__WORK INSTRUCTION__: Transcribe each entry exactly; skip the images.

(Stored dataset items)

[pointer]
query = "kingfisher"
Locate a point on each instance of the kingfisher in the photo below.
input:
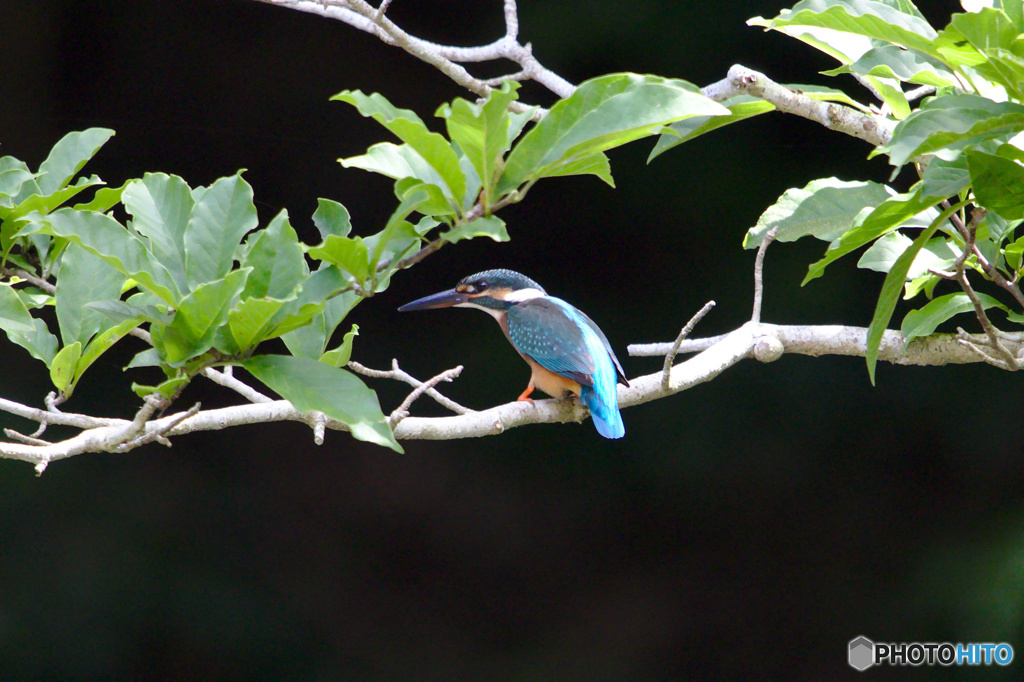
(567, 353)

__OUTPUT FOR THIS TASK__:
[pointer]
query = "kingfisher"
Locate a point on each instance of the kingfisher in the photo below.
input:
(567, 353)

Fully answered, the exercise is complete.